• **What is being asked**
Starting with the line that contains "Could you please indicate the wooden", repeat exactly every line through the last one in the records below, and leave out the pictures.

Saved entries

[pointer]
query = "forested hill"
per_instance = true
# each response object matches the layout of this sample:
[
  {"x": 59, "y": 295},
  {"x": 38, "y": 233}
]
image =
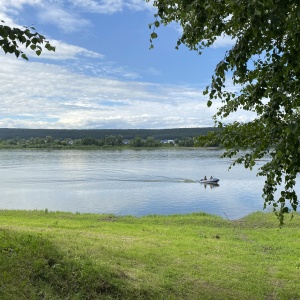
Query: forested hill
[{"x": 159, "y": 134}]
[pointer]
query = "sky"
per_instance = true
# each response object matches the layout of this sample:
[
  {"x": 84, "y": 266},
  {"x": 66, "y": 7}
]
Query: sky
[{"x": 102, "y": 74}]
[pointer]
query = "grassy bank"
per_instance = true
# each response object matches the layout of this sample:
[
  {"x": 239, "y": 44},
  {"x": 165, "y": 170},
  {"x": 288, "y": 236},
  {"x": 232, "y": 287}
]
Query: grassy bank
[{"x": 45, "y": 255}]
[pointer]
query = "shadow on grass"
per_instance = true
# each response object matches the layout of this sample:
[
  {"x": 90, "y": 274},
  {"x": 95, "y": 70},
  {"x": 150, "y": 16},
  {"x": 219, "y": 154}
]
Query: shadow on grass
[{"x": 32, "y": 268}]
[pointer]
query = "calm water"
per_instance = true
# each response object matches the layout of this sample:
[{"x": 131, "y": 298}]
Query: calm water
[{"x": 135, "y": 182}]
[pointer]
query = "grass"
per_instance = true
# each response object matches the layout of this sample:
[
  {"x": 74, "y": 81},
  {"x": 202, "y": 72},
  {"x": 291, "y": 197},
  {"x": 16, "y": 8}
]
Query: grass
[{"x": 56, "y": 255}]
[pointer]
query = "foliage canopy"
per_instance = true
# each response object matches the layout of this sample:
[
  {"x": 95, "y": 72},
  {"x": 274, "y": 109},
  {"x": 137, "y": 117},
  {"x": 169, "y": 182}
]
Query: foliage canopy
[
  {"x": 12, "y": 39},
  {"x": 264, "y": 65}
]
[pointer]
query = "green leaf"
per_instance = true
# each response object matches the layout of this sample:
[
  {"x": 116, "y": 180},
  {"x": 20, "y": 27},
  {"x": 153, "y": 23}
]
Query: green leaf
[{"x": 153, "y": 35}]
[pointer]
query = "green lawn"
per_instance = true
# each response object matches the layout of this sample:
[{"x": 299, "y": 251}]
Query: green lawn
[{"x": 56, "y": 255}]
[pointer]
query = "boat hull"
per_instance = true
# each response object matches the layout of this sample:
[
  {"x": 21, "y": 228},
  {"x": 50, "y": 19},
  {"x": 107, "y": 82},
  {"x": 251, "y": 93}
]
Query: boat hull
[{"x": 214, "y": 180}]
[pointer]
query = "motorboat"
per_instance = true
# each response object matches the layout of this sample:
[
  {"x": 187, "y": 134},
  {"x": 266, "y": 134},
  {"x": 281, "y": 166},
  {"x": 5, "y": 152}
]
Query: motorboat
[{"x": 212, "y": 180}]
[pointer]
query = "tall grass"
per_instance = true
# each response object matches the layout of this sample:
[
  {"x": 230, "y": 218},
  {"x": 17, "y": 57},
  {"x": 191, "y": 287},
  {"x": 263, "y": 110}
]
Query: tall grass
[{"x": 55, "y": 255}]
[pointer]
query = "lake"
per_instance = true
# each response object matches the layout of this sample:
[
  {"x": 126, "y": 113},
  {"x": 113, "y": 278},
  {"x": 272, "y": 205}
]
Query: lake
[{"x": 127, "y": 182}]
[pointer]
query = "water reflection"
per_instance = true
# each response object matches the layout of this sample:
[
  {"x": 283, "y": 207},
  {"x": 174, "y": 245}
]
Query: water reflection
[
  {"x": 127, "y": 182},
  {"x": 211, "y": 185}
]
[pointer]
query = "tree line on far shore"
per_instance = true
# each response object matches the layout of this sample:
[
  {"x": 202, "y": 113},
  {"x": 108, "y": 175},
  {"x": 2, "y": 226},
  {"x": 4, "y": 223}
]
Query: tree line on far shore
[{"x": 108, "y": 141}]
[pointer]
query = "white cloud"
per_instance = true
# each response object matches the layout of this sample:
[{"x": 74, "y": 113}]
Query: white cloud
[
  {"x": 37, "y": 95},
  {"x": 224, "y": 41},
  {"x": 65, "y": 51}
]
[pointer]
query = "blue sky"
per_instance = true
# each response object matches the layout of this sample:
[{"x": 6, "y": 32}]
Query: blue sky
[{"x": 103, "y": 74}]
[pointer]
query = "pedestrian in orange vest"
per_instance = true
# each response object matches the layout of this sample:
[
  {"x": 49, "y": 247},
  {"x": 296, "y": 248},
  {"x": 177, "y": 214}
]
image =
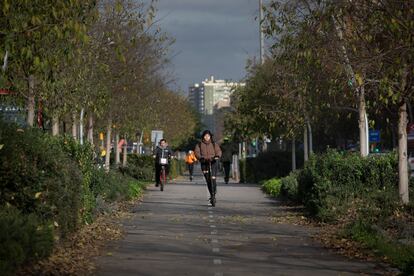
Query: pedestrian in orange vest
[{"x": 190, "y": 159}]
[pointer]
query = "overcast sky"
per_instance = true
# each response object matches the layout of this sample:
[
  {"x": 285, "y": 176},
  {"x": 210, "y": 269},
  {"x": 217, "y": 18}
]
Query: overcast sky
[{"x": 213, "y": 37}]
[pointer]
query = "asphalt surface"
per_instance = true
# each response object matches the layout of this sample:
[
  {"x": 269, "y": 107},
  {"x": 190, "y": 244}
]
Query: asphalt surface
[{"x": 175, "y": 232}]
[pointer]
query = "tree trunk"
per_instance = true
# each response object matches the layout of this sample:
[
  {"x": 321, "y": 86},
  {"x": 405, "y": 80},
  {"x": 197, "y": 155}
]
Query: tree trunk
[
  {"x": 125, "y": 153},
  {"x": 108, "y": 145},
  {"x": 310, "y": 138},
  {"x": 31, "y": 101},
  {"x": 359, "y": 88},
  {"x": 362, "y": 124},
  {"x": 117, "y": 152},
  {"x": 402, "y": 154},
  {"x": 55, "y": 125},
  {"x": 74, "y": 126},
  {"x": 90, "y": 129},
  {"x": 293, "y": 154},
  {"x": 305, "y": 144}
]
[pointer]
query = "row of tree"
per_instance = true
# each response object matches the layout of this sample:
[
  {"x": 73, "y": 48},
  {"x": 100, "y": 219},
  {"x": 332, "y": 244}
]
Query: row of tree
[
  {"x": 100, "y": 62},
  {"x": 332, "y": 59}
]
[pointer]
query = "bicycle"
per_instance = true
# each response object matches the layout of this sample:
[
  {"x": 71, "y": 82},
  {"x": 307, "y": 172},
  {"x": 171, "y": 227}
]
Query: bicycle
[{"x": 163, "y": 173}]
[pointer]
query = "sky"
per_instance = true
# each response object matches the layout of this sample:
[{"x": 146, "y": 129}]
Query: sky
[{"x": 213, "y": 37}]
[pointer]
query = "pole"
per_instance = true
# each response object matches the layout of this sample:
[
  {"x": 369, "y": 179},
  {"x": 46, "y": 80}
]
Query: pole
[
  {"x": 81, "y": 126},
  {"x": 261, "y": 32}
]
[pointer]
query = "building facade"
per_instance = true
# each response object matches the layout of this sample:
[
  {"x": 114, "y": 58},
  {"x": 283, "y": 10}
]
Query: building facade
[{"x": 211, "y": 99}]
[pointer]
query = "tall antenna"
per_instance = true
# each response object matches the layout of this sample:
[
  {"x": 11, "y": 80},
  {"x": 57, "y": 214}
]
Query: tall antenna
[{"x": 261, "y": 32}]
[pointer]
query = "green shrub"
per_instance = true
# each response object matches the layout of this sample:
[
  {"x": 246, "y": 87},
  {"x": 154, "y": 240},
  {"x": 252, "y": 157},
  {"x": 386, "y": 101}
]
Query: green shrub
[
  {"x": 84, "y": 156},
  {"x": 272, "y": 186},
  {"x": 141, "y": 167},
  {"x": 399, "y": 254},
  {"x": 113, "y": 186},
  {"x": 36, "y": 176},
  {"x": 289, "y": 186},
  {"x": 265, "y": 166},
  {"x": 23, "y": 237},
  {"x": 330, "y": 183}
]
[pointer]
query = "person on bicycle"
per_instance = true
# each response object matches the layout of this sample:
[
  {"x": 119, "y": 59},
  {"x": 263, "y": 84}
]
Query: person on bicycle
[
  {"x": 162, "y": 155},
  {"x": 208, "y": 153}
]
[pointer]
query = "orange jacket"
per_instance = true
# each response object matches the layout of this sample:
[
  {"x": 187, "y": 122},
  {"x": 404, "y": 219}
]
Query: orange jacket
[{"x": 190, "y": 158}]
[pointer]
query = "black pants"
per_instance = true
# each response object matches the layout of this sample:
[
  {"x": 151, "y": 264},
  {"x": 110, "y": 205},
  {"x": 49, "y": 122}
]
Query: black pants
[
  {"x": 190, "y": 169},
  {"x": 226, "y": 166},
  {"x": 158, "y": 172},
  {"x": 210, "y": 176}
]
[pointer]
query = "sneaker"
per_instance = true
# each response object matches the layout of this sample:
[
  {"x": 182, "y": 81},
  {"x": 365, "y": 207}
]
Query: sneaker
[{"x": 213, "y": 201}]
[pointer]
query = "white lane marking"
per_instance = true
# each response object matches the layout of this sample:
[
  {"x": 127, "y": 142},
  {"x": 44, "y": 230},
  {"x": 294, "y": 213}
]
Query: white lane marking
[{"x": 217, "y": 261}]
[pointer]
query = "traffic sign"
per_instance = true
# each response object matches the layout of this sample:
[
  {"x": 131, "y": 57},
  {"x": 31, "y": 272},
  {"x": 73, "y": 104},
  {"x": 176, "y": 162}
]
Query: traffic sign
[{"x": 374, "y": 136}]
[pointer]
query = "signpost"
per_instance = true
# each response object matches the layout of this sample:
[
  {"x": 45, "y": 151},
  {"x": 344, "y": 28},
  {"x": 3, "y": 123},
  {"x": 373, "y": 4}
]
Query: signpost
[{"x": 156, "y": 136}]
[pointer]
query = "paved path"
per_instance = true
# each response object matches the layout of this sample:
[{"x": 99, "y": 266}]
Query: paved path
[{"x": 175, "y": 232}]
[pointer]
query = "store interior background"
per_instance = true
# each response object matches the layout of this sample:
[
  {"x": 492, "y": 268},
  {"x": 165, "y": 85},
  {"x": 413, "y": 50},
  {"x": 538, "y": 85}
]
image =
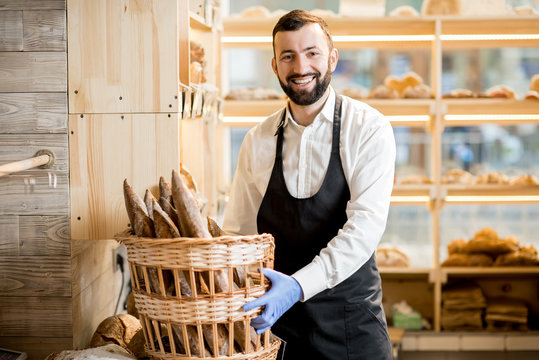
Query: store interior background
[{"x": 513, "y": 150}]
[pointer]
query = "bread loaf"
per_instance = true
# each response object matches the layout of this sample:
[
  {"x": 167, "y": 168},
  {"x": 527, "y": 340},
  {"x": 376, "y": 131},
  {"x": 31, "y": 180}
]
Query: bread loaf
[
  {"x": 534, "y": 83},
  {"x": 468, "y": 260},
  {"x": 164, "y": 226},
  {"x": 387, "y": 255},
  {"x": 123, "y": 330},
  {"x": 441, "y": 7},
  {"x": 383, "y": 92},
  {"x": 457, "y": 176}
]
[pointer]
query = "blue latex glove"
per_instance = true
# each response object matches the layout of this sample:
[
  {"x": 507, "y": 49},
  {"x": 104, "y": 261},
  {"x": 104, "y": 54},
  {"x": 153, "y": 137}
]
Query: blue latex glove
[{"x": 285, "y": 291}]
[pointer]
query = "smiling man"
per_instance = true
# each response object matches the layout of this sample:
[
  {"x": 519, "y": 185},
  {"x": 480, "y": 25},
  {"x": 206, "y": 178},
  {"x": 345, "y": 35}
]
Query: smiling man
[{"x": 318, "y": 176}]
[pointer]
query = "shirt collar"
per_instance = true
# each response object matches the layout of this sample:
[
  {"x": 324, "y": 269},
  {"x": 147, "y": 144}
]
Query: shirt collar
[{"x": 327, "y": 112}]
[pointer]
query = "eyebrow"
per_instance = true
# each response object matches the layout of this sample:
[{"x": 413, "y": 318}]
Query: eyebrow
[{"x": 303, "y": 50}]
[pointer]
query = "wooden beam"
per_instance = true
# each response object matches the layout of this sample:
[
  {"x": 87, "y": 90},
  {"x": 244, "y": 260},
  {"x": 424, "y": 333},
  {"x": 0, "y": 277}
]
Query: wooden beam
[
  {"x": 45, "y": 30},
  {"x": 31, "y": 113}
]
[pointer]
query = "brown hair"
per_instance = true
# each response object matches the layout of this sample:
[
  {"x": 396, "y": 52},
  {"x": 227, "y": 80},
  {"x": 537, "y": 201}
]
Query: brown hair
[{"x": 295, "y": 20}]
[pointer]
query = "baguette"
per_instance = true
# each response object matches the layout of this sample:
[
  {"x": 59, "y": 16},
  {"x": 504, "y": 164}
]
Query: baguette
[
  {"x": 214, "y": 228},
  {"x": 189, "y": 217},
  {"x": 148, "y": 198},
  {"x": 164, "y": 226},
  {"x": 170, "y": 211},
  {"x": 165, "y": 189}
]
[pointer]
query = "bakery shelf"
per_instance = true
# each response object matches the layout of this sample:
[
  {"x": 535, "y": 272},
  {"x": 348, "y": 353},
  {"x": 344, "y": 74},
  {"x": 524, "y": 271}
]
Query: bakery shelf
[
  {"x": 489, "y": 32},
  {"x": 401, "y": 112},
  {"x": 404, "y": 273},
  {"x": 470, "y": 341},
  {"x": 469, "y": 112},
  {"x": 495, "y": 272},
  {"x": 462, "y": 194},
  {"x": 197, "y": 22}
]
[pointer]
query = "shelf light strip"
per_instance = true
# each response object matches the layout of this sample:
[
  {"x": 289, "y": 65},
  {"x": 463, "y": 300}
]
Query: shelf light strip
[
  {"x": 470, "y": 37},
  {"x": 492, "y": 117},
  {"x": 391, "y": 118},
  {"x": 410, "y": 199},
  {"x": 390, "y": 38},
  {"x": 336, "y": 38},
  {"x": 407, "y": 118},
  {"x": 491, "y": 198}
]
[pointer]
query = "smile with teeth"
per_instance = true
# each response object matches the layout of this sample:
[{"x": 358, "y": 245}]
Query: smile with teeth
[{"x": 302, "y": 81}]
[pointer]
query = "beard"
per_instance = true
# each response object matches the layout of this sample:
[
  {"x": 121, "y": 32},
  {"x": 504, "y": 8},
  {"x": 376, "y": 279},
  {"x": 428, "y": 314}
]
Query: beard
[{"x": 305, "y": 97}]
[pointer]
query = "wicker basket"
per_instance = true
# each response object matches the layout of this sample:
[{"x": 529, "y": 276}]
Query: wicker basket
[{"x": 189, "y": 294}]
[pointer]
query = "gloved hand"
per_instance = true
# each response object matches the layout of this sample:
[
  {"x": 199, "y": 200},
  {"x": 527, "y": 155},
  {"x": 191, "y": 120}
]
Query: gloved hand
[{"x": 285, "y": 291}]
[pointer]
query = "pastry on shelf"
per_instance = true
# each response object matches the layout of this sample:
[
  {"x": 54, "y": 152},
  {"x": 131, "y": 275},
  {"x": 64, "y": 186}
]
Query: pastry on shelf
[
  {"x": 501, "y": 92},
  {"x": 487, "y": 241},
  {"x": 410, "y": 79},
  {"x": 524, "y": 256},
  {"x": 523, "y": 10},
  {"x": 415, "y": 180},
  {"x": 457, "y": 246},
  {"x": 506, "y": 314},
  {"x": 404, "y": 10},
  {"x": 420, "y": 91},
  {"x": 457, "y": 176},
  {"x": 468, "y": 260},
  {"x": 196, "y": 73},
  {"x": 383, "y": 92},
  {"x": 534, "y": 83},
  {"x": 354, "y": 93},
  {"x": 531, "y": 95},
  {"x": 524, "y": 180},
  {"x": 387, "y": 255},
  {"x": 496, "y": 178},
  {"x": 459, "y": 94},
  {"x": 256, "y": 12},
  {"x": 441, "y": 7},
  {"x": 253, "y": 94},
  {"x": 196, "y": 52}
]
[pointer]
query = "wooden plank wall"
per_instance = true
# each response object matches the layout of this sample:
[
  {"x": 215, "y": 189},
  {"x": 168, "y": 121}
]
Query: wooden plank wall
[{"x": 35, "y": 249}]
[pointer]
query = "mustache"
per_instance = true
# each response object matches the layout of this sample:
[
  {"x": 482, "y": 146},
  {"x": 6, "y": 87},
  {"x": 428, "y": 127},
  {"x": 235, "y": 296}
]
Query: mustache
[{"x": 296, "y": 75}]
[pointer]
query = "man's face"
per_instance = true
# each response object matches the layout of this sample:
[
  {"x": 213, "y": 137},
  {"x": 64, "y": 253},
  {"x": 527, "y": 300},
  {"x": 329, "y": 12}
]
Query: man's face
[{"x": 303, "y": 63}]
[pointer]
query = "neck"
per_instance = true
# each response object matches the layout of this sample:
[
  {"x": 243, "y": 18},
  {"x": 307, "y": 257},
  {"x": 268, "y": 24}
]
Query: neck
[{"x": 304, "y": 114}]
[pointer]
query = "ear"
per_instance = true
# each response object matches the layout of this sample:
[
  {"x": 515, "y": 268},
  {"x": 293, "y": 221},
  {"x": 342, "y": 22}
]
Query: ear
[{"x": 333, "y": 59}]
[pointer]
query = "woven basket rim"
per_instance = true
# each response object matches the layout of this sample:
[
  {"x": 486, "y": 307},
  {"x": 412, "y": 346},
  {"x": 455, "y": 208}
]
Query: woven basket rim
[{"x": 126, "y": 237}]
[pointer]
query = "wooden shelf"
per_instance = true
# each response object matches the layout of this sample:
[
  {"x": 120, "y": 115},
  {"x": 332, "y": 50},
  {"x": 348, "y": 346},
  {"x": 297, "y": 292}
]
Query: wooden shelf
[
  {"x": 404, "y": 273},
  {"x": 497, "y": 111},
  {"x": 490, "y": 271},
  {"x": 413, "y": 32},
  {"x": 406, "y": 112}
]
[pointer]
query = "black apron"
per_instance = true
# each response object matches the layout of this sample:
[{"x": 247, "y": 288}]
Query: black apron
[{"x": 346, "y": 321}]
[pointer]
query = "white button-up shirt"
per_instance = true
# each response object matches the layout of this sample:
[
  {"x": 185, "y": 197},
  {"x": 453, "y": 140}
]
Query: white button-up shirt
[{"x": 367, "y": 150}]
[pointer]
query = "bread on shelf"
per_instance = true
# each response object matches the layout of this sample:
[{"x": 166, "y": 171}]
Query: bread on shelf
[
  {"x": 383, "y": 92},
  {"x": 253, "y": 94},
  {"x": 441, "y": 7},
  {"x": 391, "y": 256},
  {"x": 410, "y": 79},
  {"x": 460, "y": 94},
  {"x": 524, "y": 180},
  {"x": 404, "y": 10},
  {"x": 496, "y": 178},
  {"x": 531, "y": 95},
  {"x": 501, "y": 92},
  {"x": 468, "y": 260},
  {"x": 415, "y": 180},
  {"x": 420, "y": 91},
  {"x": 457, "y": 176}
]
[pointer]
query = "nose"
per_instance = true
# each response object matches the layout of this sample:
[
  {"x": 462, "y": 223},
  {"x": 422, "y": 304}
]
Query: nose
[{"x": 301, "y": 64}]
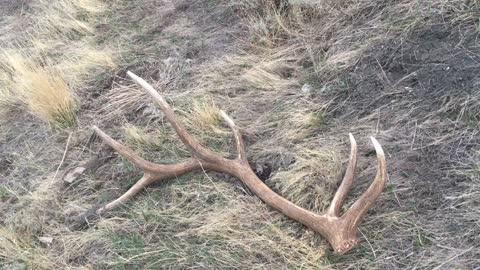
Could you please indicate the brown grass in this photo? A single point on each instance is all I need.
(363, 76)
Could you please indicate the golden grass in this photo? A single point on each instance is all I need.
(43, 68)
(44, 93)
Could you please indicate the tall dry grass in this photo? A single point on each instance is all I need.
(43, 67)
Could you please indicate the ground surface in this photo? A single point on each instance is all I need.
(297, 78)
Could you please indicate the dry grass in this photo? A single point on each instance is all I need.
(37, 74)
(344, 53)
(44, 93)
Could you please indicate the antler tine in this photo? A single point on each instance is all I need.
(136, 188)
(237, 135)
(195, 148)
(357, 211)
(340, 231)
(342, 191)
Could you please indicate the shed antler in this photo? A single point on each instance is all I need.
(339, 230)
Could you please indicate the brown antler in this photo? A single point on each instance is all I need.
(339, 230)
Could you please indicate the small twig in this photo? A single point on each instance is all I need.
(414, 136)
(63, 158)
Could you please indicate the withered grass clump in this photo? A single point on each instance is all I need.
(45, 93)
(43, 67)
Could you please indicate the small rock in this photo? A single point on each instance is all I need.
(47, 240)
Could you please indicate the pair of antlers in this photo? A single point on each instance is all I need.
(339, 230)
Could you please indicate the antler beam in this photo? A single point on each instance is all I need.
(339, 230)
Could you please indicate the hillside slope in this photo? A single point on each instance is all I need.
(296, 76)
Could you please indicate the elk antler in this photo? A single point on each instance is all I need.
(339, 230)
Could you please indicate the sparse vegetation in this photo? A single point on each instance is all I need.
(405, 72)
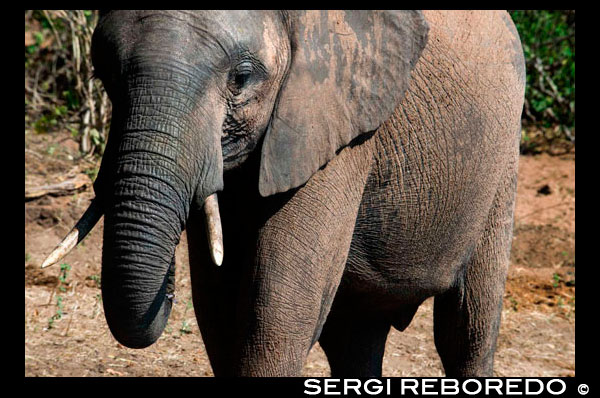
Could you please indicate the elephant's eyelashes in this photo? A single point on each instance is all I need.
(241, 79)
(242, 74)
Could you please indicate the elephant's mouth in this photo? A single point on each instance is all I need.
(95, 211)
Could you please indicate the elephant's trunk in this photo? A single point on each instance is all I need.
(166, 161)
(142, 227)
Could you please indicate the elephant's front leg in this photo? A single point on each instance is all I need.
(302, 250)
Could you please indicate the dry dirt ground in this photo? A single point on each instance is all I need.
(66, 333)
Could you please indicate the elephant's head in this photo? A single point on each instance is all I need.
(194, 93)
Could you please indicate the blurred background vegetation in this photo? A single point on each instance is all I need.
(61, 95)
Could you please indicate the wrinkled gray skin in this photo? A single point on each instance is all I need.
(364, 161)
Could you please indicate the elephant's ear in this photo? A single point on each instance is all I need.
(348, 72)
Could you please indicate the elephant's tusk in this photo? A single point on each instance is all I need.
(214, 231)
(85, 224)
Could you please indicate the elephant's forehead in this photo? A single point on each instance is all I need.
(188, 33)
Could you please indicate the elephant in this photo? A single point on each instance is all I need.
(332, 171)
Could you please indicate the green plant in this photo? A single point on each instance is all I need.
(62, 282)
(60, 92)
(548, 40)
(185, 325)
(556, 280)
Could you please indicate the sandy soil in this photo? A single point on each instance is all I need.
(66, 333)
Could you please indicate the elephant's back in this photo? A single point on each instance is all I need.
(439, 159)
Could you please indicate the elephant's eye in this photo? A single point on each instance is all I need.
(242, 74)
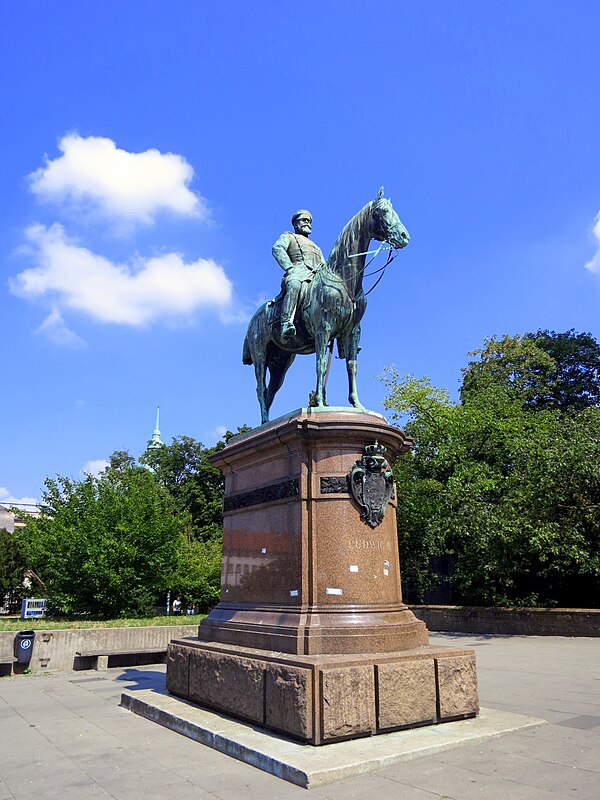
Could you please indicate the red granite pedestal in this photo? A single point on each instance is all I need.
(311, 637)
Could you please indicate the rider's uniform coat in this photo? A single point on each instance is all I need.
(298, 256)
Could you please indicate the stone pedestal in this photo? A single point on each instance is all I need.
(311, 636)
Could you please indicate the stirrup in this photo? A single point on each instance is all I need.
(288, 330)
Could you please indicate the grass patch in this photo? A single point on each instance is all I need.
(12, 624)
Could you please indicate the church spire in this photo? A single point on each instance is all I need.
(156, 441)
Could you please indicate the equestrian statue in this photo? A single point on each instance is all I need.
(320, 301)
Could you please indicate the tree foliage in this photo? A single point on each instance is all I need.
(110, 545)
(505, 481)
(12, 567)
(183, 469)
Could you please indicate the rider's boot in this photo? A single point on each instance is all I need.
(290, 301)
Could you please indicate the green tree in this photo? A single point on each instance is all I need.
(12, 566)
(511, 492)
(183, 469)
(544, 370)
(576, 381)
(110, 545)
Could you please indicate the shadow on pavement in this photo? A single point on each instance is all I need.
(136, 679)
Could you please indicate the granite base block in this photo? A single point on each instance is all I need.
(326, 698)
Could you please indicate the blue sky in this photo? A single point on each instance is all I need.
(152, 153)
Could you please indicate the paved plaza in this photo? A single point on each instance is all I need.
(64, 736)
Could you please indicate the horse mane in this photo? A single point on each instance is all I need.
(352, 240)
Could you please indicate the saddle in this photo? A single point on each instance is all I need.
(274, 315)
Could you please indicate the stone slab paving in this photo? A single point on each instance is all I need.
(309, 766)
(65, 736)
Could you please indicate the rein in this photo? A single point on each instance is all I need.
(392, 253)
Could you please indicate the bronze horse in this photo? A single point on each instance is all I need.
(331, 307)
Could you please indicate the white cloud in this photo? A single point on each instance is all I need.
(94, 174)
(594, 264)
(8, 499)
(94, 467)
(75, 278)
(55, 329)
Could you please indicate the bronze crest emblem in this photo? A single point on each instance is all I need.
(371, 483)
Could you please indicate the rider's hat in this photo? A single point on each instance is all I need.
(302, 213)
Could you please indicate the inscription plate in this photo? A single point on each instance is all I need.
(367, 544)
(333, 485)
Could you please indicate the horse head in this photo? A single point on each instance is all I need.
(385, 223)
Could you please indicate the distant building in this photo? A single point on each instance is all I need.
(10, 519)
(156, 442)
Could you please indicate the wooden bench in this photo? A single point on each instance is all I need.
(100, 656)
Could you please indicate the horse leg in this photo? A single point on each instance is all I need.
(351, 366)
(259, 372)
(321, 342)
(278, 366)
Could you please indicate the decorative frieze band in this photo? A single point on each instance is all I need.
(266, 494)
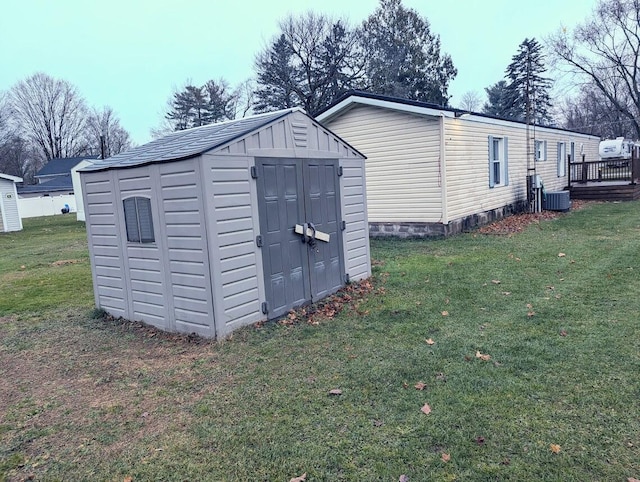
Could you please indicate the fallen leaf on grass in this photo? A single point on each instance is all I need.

• **Exercise solution**
Could you please indicate the wooden bench in this photo? A single point on each instance is all I need.
(100, 656)
Could you please indicate the horse leg in this photo? A single point on each instance is all I need.
(351, 366)
(259, 372)
(321, 342)
(278, 366)
Could you please indicate the decorative frieze band in this photo? A single point on each instance is all I need.
(266, 494)
Could you please indicate the fallen leaf on grass in this photo? A single point on each instance is all I need.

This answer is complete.